*** Data under study ***
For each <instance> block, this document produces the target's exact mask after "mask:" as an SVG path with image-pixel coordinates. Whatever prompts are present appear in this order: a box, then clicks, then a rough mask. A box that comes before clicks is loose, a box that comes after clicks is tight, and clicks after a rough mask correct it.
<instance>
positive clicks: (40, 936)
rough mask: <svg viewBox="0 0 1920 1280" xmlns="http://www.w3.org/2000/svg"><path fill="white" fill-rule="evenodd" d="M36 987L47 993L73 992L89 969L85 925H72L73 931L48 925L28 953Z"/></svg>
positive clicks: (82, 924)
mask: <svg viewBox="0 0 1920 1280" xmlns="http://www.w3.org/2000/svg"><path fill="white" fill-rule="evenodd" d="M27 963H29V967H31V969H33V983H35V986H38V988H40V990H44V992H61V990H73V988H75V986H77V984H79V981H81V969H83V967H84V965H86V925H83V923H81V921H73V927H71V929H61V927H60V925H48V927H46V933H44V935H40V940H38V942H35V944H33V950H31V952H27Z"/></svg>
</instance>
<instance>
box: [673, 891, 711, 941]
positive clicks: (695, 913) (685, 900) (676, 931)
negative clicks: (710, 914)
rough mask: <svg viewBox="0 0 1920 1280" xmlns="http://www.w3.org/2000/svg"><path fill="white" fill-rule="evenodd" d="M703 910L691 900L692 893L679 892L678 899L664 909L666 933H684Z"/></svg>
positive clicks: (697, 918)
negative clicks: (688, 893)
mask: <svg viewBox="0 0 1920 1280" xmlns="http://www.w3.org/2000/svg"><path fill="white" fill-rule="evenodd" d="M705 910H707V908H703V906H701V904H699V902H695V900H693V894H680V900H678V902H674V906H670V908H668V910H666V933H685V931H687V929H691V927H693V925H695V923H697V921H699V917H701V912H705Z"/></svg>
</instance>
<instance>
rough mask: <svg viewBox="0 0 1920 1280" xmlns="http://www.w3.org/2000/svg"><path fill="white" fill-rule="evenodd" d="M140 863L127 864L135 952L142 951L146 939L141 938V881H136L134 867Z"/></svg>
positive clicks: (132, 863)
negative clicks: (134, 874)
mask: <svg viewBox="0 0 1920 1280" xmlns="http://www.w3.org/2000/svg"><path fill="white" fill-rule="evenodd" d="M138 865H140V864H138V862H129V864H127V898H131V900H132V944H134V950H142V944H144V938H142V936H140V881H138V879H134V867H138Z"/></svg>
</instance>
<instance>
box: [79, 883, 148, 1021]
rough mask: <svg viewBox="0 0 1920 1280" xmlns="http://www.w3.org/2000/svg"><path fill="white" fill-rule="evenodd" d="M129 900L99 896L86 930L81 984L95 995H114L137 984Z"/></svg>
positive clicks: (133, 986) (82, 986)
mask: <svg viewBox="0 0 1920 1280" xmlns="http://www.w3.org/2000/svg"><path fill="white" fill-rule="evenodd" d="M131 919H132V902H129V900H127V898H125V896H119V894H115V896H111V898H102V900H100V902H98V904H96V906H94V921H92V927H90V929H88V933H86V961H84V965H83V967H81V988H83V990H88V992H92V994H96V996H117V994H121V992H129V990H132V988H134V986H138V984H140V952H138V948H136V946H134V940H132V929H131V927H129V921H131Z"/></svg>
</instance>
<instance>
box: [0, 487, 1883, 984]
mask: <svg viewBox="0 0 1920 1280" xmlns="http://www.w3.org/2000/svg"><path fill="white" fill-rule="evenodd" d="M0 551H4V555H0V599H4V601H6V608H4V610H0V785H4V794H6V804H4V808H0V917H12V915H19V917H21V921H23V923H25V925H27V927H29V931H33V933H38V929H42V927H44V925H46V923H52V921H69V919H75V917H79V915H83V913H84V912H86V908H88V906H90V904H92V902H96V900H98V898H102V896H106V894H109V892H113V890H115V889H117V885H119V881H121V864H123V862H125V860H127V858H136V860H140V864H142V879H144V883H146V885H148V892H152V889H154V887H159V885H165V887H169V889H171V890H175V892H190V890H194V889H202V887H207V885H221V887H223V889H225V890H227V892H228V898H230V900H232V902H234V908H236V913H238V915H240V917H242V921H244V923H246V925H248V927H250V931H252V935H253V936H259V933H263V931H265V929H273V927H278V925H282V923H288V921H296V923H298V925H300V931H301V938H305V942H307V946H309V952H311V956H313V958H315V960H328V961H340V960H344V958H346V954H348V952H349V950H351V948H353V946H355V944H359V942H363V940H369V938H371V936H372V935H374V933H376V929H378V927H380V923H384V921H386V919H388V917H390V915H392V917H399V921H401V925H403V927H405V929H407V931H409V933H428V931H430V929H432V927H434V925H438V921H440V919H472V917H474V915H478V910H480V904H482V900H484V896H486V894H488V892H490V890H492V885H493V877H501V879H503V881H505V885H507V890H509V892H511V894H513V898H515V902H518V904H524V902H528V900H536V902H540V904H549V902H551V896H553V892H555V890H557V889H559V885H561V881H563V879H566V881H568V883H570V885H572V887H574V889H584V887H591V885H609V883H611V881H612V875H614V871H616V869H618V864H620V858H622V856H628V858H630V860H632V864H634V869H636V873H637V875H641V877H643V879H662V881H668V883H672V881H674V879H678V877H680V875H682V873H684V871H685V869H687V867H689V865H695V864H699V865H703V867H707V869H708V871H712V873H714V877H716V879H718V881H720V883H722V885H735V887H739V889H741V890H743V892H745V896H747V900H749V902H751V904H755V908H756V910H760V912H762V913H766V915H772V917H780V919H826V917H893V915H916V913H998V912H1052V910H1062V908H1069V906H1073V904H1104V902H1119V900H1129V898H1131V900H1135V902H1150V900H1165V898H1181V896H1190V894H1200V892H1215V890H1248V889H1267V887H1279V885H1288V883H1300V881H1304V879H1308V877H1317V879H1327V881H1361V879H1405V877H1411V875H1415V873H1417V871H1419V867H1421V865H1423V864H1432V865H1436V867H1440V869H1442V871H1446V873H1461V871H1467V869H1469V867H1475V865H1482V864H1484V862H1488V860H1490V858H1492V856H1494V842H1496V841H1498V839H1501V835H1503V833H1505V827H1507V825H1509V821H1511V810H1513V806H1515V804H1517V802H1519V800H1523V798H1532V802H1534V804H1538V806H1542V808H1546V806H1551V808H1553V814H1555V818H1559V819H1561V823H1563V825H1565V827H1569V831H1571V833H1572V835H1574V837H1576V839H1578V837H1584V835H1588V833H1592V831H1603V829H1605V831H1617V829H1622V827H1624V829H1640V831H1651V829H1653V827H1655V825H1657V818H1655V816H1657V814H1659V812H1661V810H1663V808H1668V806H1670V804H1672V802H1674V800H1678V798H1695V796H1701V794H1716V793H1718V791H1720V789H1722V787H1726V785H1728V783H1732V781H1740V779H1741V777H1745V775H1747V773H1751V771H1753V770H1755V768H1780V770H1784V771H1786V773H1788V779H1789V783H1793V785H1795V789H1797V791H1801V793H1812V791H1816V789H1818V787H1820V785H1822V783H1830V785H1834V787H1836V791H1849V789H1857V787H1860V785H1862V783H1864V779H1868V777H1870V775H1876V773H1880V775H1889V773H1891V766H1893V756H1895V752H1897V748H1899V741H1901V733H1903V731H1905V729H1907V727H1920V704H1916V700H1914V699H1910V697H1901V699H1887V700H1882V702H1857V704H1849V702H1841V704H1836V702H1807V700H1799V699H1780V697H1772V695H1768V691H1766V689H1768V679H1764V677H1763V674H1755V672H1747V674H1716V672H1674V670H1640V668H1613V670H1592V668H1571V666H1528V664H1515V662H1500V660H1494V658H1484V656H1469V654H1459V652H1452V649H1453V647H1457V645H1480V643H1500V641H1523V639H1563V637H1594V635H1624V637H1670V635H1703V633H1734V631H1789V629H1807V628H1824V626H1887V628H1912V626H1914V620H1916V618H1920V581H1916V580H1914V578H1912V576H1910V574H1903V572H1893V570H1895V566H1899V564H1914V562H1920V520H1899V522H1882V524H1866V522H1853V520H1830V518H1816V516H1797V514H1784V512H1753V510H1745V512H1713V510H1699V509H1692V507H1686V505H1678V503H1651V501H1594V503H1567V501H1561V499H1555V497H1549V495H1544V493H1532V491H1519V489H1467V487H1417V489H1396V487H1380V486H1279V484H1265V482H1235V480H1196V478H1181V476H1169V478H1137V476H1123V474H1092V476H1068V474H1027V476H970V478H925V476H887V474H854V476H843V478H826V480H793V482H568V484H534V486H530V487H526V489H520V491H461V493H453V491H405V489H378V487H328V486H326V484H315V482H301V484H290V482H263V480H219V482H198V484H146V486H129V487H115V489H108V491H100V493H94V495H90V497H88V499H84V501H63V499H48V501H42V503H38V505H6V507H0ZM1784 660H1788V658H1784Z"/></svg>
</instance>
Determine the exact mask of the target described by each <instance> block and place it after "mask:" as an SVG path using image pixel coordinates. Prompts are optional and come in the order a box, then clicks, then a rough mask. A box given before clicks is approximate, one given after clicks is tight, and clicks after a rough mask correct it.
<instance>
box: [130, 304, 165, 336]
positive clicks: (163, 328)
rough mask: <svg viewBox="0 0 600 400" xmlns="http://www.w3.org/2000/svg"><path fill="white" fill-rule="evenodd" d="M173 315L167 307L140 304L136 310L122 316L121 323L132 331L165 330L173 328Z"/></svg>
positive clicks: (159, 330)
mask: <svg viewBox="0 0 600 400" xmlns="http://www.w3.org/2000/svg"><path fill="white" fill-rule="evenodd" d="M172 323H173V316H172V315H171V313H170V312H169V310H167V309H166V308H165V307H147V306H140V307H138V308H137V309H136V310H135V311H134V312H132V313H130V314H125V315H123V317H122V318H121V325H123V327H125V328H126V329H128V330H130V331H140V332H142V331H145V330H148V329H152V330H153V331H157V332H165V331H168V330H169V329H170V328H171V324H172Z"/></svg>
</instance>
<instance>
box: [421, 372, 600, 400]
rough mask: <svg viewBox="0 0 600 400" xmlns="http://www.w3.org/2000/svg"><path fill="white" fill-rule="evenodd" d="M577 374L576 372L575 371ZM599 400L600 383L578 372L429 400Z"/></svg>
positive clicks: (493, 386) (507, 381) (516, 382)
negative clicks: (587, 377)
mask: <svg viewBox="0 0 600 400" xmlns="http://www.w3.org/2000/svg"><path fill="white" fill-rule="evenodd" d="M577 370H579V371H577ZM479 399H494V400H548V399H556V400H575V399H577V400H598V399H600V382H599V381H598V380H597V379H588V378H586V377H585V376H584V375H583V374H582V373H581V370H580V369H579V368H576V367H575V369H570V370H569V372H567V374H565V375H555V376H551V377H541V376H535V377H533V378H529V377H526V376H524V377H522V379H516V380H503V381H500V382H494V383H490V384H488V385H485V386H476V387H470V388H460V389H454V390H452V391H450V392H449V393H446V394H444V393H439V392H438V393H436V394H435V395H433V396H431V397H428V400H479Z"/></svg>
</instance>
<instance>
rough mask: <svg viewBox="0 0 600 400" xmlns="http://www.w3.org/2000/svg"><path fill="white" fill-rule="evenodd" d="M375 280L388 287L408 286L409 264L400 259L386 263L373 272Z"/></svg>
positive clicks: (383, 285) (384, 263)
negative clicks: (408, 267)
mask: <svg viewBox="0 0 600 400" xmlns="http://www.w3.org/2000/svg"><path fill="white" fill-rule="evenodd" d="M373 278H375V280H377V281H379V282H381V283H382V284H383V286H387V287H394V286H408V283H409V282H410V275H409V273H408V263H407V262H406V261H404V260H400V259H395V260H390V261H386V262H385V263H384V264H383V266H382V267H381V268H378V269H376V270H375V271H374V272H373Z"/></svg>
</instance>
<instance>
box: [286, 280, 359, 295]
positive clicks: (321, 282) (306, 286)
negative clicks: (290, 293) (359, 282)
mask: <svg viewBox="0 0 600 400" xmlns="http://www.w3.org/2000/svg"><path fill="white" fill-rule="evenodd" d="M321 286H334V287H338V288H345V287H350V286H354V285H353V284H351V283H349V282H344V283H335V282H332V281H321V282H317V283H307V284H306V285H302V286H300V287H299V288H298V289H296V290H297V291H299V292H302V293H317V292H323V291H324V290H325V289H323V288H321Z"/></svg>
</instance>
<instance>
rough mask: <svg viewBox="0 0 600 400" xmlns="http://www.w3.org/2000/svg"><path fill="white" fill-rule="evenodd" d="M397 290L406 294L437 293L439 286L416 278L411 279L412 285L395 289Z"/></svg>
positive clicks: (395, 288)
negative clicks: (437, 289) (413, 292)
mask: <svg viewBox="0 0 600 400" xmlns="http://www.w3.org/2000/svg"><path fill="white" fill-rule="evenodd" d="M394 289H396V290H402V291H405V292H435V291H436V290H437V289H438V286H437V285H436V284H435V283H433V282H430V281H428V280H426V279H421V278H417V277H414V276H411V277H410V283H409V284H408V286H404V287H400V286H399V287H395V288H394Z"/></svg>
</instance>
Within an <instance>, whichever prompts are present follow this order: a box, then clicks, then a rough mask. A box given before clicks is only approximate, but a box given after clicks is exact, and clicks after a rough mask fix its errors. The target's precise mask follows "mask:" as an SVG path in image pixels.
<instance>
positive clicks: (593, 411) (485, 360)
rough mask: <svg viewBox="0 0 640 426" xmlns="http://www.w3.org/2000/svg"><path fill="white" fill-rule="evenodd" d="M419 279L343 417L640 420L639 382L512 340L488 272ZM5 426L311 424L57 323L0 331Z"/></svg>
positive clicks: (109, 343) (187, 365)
*** End of Data under study ***
Requirement - Rewrite the lines starting with the one that contains "negative clicks: (587, 377)" and ending with the one that contains "positive clicks: (395, 288)", both included, as a JSON list of strings with one string per line and no blank lines.

Task output -
[
  "negative clicks: (587, 377)",
  "mask: <svg viewBox=\"0 0 600 400\" xmlns=\"http://www.w3.org/2000/svg\"><path fill=\"white\" fill-rule=\"evenodd\" d=\"M577 370H579V371H577ZM479 399H494V400H548V399H556V400H575V399H577V400H598V399H600V382H599V381H598V380H597V379H588V378H586V377H585V376H584V375H583V374H582V373H581V370H580V369H579V368H576V367H575V369H570V370H569V372H567V374H565V375H555V376H551V377H541V376H535V377H533V378H529V377H526V376H524V377H522V379H516V380H503V381H500V382H494V383H490V384H488V385H485V386H476V387H470V388H460V389H454V390H452V391H450V392H449V393H446V394H444V393H439V392H438V393H436V394H435V395H433V396H431V397H428V400H479Z\"/></svg>",
  "</instance>",
  "<instance>",
  "rough mask: <svg viewBox=\"0 0 600 400\" xmlns=\"http://www.w3.org/2000/svg\"><path fill=\"white\" fill-rule=\"evenodd\" d=\"M375 280L388 287L408 286L409 264L400 259L386 263L373 272Z\"/></svg>",
  "positive clicks: (383, 285) (384, 263)",
  "negative clicks: (408, 267)",
  "mask: <svg viewBox=\"0 0 600 400\" xmlns=\"http://www.w3.org/2000/svg\"><path fill=\"white\" fill-rule=\"evenodd\" d=\"M373 278H375V280H377V281H379V282H381V283H382V284H383V286H387V287H394V286H408V283H409V282H410V275H409V273H408V263H407V262H406V261H404V260H400V259H395V260H390V261H386V262H385V263H384V264H383V266H382V267H381V268H378V269H376V270H375V271H374V272H373Z\"/></svg>",
  "</instance>",
  "<instance>",
  "box: [286, 280, 359, 295]",
  "positive clicks: (321, 282) (306, 286)",
  "negative clicks: (290, 293) (359, 282)",
  "mask: <svg viewBox=\"0 0 600 400\" xmlns=\"http://www.w3.org/2000/svg\"><path fill=\"white\" fill-rule=\"evenodd\" d=\"M321 286H334V287H338V288H345V287H350V286H354V285H353V284H351V283H349V282H344V283H335V282H332V281H321V282H317V283H307V284H306V285H302V286H300V287H299V288H298V289H296V290H297V291H299V292H302V293H317V292H323V291H324V290H325V289H323V288H321Z\"/></svg>",
  "</instance>",
  "<instance>",
  "rough mask: <svg viewBox=\"0 0 600 400\" xmlns=\"http://www.w3.org/2000/svg\"><path fill=\"white\" fill-rule=\"evenodd\" d=\"M397 290L406 294L437 293L439 286L416 278L411 279L412 285L395 289Z\"/></svg>",
  "positive clicks: (395, 288)"
]